- _YOUR TASKS_
1: From the passage on marijuana insect pests, list every insect that the sentence beginning "The most common insects" names.
2: Continue the passage on marijuana insect pests, starting after its last sentence.

(EXCERPTED PASSAGE Opens)

Some nasty buggers
The most common insects that plague marijuana indoors and outdoors are thrips, mites, whiteflies, fungus gnats, budworms, and caterpillars. Of these, mites are most prevalent in indoor grow rooms; outdoor growers generally find that leaf-eating insects like caterpillars and budworms are their most threatening insect pests.
Mites are tiny, mobile, hardy, and vicious. They travel from grow room to grow room on infected clones and on the bodies and clothes of people who have come in contact with mites. Mites live in nature and on dogs. Approximately 60% of BC’s indoor grow rooms are infected with mites.
Mites puncture leaves and gorge themselves on plant juices. In the early stages of infestation, they produce little evidence of their presence, although they can be detected by careful examination of leaf surfaces with a magnifying glass. Look for yellow or white spots on both sides of the leaves. The spots radiate along leaf veins, and are evenly spaced.
In advanced stages, spider mite infestations are easily diagnosed, because the mites build white webbing which encapsulates plant sections.
Non-web leaf damage caused by mites can be mistakenly diagnosed as leaf spotting caused by thrips. Thrips are larger than mites with a more linear body shape. They bite leaves and create white or yellowish marks on them, but the marks are more clustered and solidly discolored than those left by mites. Thrips leave black fecal debris on leaves and in floral clusters.
Whiteflies are more easily seen than thrips or mites because they fly around plants, especially when plants are shaken by gardeners or air movement. As their name implies, whiteflies are pure white, and are about the size of the head of a pencil lead. Whiteflies drink plant juices and leave residue on plant surfaces that provides sustenance for harmful fungi.
Fungus gnats and related species such as the crane fly infest soil and root zones. They feed on roots, which causes a decrease in plants’ ability to uptake nutrients. Gnats are tiny, mobile, and dark. Crane flies resemble mosquitoes.

(EXCERPTED PASSAGE Closes)
(EXCERPTED RECORDS Opens)

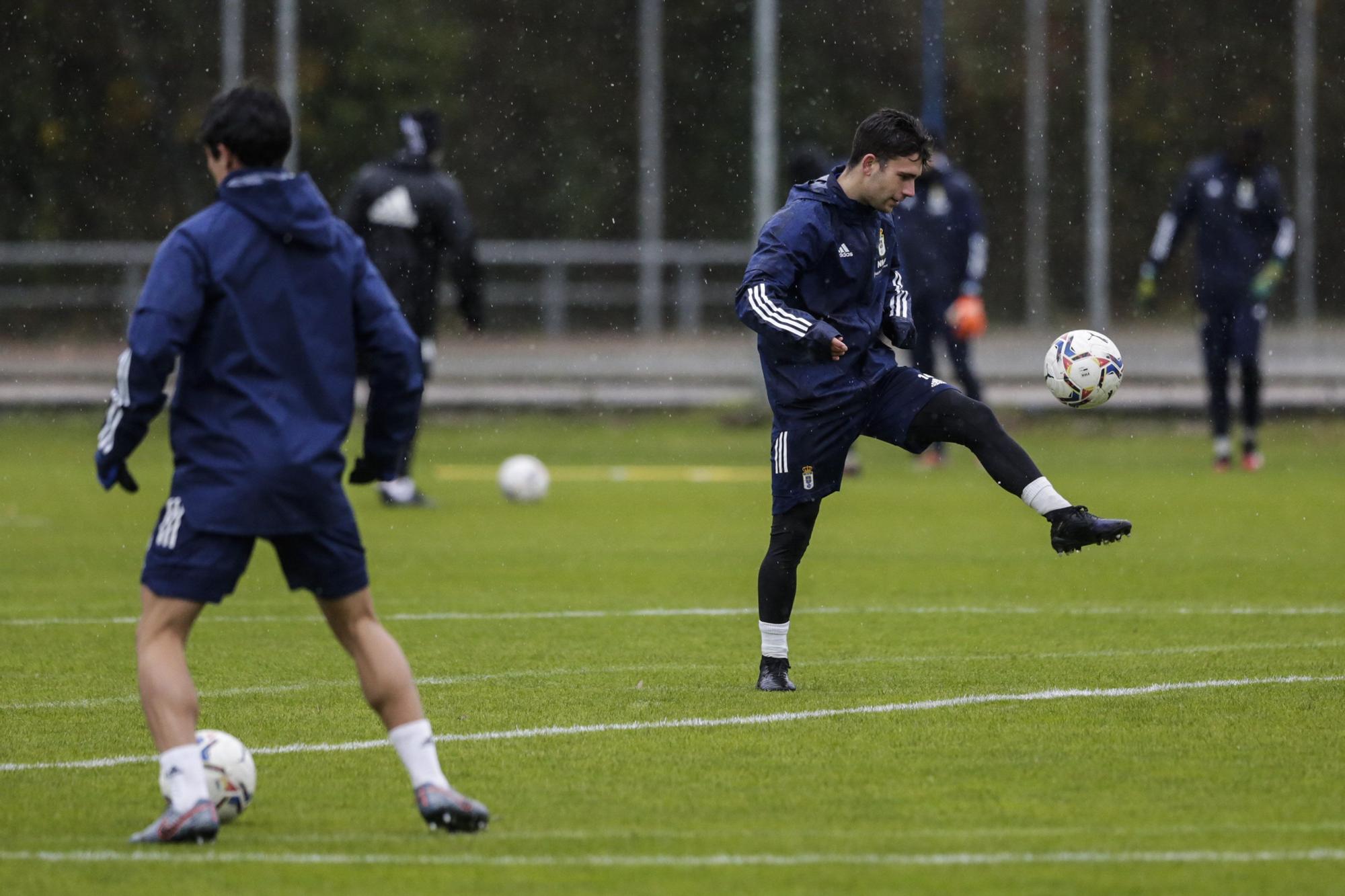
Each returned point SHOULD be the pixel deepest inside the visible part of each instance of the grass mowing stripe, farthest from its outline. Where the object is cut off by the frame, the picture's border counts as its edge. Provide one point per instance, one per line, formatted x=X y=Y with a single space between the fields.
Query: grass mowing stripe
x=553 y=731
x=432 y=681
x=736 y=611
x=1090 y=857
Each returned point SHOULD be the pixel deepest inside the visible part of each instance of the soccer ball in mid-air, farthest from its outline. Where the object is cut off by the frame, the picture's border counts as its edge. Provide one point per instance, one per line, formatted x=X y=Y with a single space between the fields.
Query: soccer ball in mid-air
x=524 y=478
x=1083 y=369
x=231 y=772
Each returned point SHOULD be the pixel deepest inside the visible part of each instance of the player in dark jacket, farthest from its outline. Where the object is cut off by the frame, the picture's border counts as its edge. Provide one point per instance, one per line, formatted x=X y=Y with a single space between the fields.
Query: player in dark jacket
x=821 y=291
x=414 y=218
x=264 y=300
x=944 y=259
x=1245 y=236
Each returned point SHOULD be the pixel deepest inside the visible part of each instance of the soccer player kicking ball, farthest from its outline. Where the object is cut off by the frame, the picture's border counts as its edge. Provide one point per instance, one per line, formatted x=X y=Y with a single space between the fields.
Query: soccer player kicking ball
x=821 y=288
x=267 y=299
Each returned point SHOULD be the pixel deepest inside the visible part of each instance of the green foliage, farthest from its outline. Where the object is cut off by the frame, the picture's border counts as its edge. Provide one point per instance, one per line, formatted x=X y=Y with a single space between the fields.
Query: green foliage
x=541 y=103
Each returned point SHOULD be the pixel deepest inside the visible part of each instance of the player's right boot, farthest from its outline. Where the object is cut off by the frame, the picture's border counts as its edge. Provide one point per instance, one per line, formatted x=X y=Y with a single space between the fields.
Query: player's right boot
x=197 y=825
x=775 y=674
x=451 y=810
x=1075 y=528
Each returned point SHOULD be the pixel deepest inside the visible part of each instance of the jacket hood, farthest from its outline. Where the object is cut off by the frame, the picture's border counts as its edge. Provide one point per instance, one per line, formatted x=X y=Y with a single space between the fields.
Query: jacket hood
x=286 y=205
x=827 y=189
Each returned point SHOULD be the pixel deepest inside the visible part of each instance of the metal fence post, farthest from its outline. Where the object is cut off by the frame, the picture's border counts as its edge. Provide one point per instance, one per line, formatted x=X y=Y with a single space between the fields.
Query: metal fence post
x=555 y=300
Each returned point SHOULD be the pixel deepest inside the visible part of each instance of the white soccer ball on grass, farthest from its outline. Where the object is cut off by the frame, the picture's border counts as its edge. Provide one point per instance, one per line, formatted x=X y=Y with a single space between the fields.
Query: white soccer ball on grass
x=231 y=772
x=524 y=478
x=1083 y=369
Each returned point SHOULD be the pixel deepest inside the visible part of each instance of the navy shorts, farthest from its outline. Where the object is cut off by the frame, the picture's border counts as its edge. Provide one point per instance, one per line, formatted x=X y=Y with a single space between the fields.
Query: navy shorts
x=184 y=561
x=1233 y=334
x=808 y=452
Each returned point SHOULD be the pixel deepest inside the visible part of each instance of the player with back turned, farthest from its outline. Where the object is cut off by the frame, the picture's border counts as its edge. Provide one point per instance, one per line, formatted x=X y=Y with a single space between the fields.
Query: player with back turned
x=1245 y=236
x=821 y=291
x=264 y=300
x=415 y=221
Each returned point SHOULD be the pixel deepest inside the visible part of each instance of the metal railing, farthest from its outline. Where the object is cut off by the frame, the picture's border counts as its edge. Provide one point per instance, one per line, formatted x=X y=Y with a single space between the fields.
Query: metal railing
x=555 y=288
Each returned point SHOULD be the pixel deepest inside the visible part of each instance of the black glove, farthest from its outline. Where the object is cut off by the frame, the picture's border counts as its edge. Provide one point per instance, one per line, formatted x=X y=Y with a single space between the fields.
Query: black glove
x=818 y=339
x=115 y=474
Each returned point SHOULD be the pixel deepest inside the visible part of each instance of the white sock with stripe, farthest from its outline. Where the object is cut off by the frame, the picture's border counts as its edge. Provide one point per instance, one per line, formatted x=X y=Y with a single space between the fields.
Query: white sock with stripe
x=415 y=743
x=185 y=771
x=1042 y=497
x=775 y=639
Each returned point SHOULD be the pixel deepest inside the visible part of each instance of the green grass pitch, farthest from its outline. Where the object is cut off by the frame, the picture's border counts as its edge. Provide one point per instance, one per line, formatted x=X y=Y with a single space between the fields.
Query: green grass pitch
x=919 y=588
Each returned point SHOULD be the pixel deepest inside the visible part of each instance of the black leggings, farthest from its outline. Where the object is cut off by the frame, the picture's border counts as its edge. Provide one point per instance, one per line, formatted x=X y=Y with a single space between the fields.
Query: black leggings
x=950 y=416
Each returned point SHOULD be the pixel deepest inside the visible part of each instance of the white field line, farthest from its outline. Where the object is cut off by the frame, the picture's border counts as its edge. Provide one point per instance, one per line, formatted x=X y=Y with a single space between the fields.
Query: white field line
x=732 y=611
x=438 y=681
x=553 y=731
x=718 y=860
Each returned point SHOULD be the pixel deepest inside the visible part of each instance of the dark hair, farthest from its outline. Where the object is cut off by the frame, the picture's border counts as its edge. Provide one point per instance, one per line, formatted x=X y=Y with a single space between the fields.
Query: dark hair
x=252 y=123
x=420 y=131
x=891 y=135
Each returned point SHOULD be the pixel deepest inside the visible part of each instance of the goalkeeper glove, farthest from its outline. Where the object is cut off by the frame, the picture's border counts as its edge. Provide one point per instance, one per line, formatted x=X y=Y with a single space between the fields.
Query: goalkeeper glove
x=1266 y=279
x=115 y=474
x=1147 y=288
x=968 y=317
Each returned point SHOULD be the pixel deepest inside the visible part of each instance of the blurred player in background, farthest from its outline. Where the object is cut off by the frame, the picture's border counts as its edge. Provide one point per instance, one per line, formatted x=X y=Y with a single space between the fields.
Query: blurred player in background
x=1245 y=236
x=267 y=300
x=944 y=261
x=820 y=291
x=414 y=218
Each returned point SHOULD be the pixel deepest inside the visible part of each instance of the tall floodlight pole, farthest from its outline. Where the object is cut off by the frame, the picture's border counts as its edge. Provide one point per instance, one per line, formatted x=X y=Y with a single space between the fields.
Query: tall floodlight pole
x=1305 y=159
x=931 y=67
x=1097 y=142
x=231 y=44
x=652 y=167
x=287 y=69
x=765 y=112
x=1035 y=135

(EXCERPTED RECORDS Closes)

- _ANSWERS TO THE EXERCISE_
1: Thrips, mites, whiteflies, fungus gnats, budworms, caterpillars

2:
Budworms and caterpillars are problems primarily for outdoor growers. Budworms burrow into ripe floral clusters; they also spin webs around floral clusters, although this is infrequent. They eat floral clusters from the inside out, and their activities provide a vector for a pervasive cannabis fungal disease known as botrytis or gray mold.
Leaf-eating caterpillars are less difficult to detect than budworms because they spend most of their time on leaves. They often manipulate leaves before eating them; their feeding habits include eating small sections of leaf in between leaf veins, or eating large chunks of leaf outright.
No fun fungi
Although healthy root zones and leaves often contain beneficial fungi and bacteria, other forms of fungi and bacteria are damaging to cannabis plants.
The most pervasive fungal invader is botrytis, otherwise known as gray mold. This fungus is particularly dangerous because it is virtually undetectable in early stages, and because it attacks the ripest, phattest buds from the inside out.
Botrytis waits until cannabis flowers are dense and well developed, then it infests the buds near the core of the flower at stem level, and quickly produces gray garbage that destroys the bud’s vigor and appearance. Gray mold and other pathogens can also affect harvested cannabis, even when harvested material is placed in a freezer.
Gray mold causes problems indoors and outdoors, particularly where humidity levels are above 50%, with poor aeration of plant tops.